WHAT IS BEING ASKED » State how many lines in the rows below contain the string "bird". Reply with that number only.

MATERIAL SUPPLIED »
-------
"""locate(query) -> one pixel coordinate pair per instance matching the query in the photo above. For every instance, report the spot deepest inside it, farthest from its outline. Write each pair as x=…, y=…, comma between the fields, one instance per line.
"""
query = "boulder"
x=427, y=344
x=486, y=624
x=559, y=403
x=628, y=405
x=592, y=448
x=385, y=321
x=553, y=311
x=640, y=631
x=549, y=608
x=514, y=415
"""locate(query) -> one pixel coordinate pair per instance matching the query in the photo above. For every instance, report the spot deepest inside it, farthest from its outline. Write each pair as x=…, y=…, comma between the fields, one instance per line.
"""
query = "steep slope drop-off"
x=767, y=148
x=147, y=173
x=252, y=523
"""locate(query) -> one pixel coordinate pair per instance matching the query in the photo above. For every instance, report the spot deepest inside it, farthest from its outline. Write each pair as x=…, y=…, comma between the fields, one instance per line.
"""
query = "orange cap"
-------
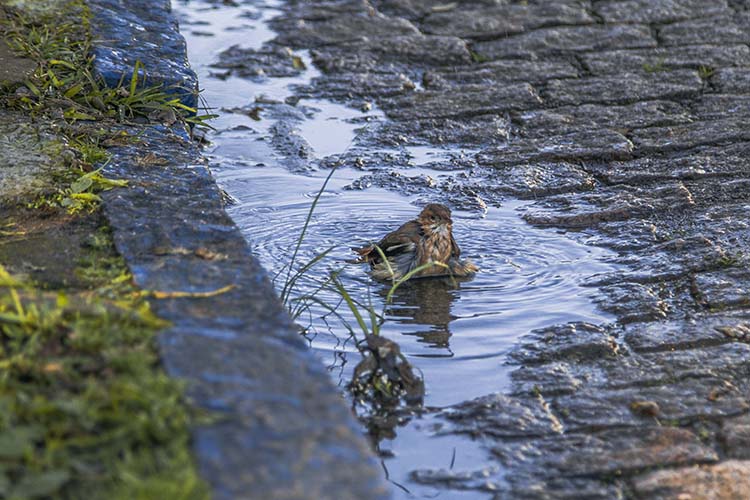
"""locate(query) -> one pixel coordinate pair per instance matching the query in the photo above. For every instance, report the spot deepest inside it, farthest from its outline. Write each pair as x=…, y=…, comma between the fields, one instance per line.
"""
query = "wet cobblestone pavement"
-------
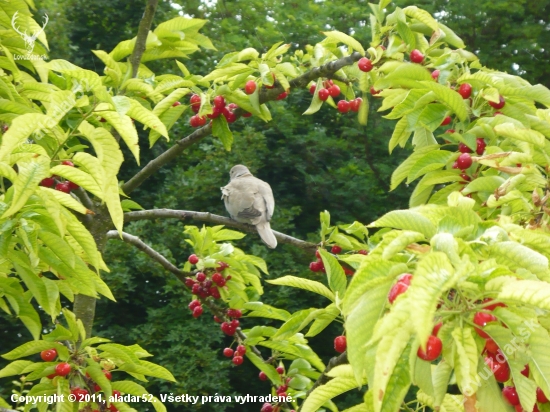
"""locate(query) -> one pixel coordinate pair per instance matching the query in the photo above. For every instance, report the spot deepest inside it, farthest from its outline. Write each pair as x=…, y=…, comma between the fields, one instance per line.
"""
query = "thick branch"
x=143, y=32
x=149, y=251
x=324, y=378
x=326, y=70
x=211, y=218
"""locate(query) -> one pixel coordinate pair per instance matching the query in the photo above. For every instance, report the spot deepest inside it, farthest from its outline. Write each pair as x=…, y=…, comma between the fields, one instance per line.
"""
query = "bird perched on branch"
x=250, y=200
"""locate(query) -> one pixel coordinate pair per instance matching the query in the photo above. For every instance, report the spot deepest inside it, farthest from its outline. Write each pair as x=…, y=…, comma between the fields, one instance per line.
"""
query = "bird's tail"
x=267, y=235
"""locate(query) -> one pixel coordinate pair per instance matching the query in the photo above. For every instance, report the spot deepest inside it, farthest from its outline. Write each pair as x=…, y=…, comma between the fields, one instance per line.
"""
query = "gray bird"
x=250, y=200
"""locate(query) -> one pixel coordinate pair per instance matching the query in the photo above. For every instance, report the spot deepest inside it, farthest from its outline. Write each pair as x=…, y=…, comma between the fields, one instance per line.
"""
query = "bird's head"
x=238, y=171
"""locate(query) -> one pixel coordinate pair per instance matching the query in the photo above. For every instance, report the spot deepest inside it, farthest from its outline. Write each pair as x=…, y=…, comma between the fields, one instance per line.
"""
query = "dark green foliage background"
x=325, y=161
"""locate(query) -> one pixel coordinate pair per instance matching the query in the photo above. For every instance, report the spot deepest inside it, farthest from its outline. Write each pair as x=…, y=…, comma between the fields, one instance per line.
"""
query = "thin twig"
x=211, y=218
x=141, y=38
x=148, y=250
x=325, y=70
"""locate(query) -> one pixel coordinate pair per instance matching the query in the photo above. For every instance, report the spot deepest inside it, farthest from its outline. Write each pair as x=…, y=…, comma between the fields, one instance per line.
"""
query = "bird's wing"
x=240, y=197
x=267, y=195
-------
WRITTEN RESPONSE » 5